## CONSIGNE
Recopiez à l'identique le passage du témoignage sur le vertige qui commence aux mots « Lutter contre ses » et s'arrête après les mots « et bien non ! ».

Lutter contre ses peurs, choisir de les affronter, n’est pas un choix facile… Mais lorsque l’on prend la décision de le faire, cela ne peut qu’être bénéfique! Voici donc un joli témoignage de Cécile, participante aux stages « Vaincre le vertige » organisés par Béatrix Voigt, accompagnatrice du bureau des guides.
» Ce n’est que dans la tête … et bien non !
Celles et ceux qui ont le vertige, la peur du vide ou la peur des hauteurs (le tout appelé « acrophobie », en montagne ou ailleurs) ont sûrement entendu des remarques comme « Vas-y, ce n’est rien ! » « Allez, ce n’est que dans la tête ! » Et vous vous êtes sentis stupide,incapables d’avancer, la boule au ventre, les jambes tremblantes.
Ensuite, vous avez culpabilisé, parce que – au mieux – vous avez ralenti le groupe ou vous n’avez pas pris le pique-nique avec les autres préférant ne pas monter au sommet, ou parce que – au pire – vos compagnons de route ont dû faire demi-tour ou changer d’itinéraire car votre blocage était tel que rien n’allait plus.
Chez moi, c’était comme ça, et ça allait de pire en pire.
Un jour, j’ai trouvé dans un dépliant du bureau des guides et accompagnateurs de Grenoble l’annonce d’une soirée sécurité sur le thème du vertige, et des randonnées pour « Vaincre le vertige ».
La soirée était déjà une révélation : je ne suis pas seule avec mon problème. Nous étions plus de dix hommes et femmes, entre 25 et 72 ans, embêtés à différents degrés par leur vertige et leurs peurs, souffrant parfois énormément de leur incapacité d’affronter le vide, démunis devant l’incompréhension totale de leur entourage : en ski, en randonnée, en voiture ou à vélo sur des routes escarpés, à pied sur des passerelles ou belvédères, sur un balcon ou en travaillant en hauteur…
Quelques expériences et exercices d’équilibre, de coordination et autres tests plus tard, suivis d’explications de la part de Beatrix, l’accompagnatrice spécialisée en la matière, nous nous sommes sentis moins bêtes : Non, ce n’est pas que dans la tête, et oui, il y a des moyens simples à appliquer pour perdre ce vertige et la peur.

## DONNÉES EXTRAITES
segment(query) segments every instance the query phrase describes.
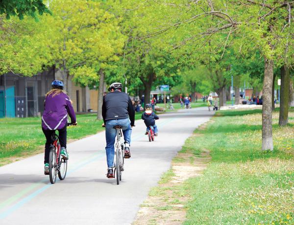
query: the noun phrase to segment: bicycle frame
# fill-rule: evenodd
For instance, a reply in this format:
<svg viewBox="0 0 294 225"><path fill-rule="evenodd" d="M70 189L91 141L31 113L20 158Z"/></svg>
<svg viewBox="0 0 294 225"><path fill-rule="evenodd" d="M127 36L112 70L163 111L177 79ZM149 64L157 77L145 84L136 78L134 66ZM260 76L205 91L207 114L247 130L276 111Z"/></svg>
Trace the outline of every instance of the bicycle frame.
<svg viewBox="0 0 294 225"><path fill-rule="evenodd" d="M59 142L58 141L59 139L59 137L56 134L55 134L55 139L53 141L52 145L53 145L55 149L55 152L56 153L56 165L59 165L60 156L59 154L60 154L60 145L59 144Z"/></svg>
<svg viewBox="0 0 294 225"><path fill-rule="evenodd" d="M115 150L115 154L116 154L118 151L121 152L120 155L121 157L122 156L122 145L123 144L121 141L121 138L122 137L122 129L117 129L117 140L116 140L116 144L115 146L115 148L114 148ZM122 158L121 158L121 161L122 161Z"/></svg>

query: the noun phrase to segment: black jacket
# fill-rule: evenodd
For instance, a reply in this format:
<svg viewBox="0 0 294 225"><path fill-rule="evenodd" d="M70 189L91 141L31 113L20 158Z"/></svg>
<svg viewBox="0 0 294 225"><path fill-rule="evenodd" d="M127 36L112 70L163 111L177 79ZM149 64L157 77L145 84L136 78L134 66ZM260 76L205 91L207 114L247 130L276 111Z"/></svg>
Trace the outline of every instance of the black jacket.
<svg viewBox="0 0 294 225"><path fill-rule="evenodd" d="M131 126L135 124L135 110L132 100L127 94L118 90L110 92L104 96L102 116L104 124L106 120L129 117Z"/></svg>
<svg viewBox="0 0 294 225"><path fill-rule="evenodd" d="M150 114L144 112L142 114L142 118L144 120L145 125L147 127L149 127L150 125L154 126L155 124L155 119L158 119L159 117L154 112L152 112Z"/></svg>

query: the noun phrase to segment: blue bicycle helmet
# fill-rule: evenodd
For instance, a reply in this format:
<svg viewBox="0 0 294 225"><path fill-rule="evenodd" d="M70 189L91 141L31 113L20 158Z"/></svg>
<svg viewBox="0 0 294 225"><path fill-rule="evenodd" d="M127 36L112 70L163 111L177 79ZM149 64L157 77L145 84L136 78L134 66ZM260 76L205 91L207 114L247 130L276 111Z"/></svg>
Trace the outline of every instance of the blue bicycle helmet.
<svg viewBox="0 0 294 225"><path fill-rule="evenodd" d="M59 81L58 80L53 81L51 84L51 86L52 86L52 88L58 89L63 89L63 87L64 87L63 82L61 81Z"/></svg>

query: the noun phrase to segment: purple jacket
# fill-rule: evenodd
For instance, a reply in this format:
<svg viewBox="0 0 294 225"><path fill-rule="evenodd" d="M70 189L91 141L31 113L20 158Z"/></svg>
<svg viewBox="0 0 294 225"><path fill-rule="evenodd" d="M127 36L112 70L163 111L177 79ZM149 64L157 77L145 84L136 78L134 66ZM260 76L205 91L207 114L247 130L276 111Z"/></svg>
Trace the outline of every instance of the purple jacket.
<svg viewBox="0 0 294 225"><path fill-rule="evenodd" d="M69 97L65 93L54 92L45 98L45 110L42 116L42 127L44 130L59 130L67 125L67 114L72 123L75 123L75 114Z"/></svg>

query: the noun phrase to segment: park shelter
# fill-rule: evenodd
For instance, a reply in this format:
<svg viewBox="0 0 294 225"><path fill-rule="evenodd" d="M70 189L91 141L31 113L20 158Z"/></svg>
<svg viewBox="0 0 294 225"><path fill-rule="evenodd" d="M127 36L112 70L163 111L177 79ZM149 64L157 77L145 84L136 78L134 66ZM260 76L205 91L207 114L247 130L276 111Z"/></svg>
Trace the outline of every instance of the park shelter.
<svg viewBox="0 0 294 225"><path fill-rule="evenodd" d="M160 90L159 87L157 87L154 90L151 90L150 94L150 96L155 97L157 102L159 103L162 103L164 102L164 96L165 94L166 95L167 97L168 96L169 99L170 99L171 97L170 90L162 91Z"/></svg>
<svg viewBox="0 0 294 225"><path fill-rule="evenodd" d="M75 112L97 110L98 91L77 86L71 78L70 76L68 94ZM12 72L0 76L0 117L40 116L44 109L45 94L55 79L62 80L59 70L54 67L31 77Z"/></svg>

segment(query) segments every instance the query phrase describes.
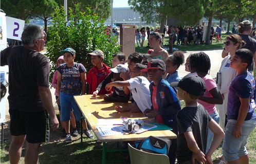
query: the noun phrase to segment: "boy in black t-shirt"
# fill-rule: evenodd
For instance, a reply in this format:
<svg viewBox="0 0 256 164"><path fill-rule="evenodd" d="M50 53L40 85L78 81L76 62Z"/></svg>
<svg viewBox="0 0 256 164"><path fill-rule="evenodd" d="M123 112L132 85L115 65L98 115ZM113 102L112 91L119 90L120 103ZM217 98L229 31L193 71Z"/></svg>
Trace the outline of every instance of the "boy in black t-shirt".
<svg viewBox="0 0 256 164"><path fill-rule="evenodd" d="M179 82L171 84L178 87L177 96L183 99L186 107L178 112L178 163L192 162L212 163L211 155L224 137L222 129L209 115L197 99L205 91L203 79L197 76L187 76ZM208 127L214 133L211 147L206 153Z"/></svg>

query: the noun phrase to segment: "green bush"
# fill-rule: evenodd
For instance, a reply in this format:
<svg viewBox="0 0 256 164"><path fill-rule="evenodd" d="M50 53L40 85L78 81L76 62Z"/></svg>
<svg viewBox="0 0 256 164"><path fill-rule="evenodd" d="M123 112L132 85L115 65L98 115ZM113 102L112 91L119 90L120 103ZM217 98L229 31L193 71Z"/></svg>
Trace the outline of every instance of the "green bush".
<svg viewBox="0 0 256 164"><path fill-rule="evenodd" d="M75 61L83 64L87 71L92 67L90 59L86 56L88 53L101 50L104 54L104 62L111 66L113 55L119 50L116 42L111 42L110 36L106 35L104 20L93 15L89 9L85 9L85 12L80 11L78 7L76 6L75 11L69 10L67 26L63 9L55 10L53 25L48 32L49 40L46 54L51 61L50 79L60 56L59 51L67 47L71 47L76 51Z"/></svg>

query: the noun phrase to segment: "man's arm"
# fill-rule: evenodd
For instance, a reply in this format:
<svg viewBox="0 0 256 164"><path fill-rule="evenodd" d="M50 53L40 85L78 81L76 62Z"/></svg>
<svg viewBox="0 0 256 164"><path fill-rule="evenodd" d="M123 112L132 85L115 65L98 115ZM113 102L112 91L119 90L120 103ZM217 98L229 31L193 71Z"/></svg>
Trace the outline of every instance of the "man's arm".
<svg viewBox="0 0 256 164"><path fill-rule="evenodd" d="M247 115L248 109L250 105L250 98L239 98L241 105L239 108L238 117L236 123L233 130L233 135L235 137L239 138L242 136L242 127Z"/></svg>
<svg viewBox="0 0 256 164"><path fill-rule="evenodd" d="M192 158L191 159L192 163L194 163L195 159L196 159L200 163L205 163L206 159L204 153L199 148L196 141L195 141L194 135L192 131L186 132L184 133L184 136L187 141L188 147L189 150L192 152Z"/></svg>
<svg viewBox="0 0 256 164"><path fill-rule="evenodd" d="M105 79L102 81L101 81L101 83L100 83L100 84L98 86L98 87L97 88L96 90L98 90L99 92L102 88L105 88L107 84L111 81L111 79L113 78L114 73L113 72L111 72L107 75L107 76L106 76L106 78L105 78Z"/></svg>
<svg viewBox="0 0 256 164"><path fill-rule="evenodd" d="M42 101L50 116L52 130L56 130L59 127L59 121L55 114L55 111L52 105L50 89L49 87L38 86L38 91Z"/></svg>
<svg viewBox="0 0 256 164"><path fill-rule="evenodd" d="M116 81L111 83L109 83L106 85L106 90L107 91L109 91L111 90L113 87L129 87L130 86L128 80L125 81Z"/></svg>
<svg viewBox="0 0 256 164"><path fill-rule="evenodd" d="M201 96L198 98L199 99L212 104L222 104L223 99L222 99L221 92L217 87L214 88L209 91L213 97L207 97Z"/></svg>

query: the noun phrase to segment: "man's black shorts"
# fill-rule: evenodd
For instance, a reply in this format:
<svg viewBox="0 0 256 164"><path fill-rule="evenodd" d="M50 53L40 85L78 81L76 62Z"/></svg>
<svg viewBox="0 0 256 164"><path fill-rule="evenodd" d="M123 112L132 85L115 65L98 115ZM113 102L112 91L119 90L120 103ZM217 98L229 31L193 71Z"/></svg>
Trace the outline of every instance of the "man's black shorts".
<svg viewBox="0 0 256 164"><path fill-rule="evenodd" d="M48 118L46 111L24 112L10 109L9 113L11 135L26 135L27 141L31 144L46 141Z"/></svg>

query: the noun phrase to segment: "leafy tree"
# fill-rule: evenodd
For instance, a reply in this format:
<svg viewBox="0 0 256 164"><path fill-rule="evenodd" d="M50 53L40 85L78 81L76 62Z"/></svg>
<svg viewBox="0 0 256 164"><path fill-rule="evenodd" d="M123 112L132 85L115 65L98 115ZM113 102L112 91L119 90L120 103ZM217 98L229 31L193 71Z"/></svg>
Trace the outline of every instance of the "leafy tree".
<svg viewBox="0 0 256 164"><path fill-rule="evenodd" d="M59 51L67 47L72 47L76 51L76 61L82 63L87 69L92 67L90 59L86 54L96 49L101 50L104 54L104 63L111 65L112 55L117 52L119 46L111 42L106 35L104 20L94 14L89 9L84 12L80 11L79 5L76 10L70 9L69 25L66 26L65 15L63 9L56 8L52 16L53 26L48 31L51 38L47 43L46 55L52 61L51 66L51 77L56 68L56 62L60 54ZM75 22L75 18L78 20Z"/></svg>
<svg viewBox="0 0 256 164"><path fill-rule="evenodd" d="M64 6L63 0L55 0L59 6ZM76 10L76 5L79 5L79 10L86 11L88 8L92 14L96 14L101 19L106 19L111 14L111 4L109 0L68 0L68 8Z"/></svg>
<svg viewBox="0 0 256 164"><path fill-rule="evenodd" d="M35 1L34 6L33 15L44 20L44 30L47 33L48 21L52 18L51 14L54 12L54 8L57 7L58 4L54 0Z"/></svg>
<svg viewBox="0 0 256 164"><path fill-rule="evenodd" d="M129 0L128 4L143 15L142 20L147 23L160 22L161 32L167 16L193 25L204 15L202 1Z"/></svg>

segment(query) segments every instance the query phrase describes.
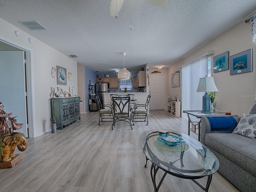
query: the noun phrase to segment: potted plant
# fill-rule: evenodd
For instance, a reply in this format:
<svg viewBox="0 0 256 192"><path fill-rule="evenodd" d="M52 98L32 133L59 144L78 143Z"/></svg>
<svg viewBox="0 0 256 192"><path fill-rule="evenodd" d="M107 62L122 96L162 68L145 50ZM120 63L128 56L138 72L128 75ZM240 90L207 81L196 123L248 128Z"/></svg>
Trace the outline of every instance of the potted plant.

## SOLUTION PROPOSÉE
Lutter contre ses peurs, choisir de les affronter, n’est pas un choix facile… Mais lorsque l’on prend la décision de le faire, cela ne peut qu’être bénéfique! Voici donc un joli témoignage de Cécile, participante aux stages « Vaincre le vertige » organisés par Béatrix Voigt, accompagnatrice du bureau des guides.
» Ce n’est que dans la tête … et bien non !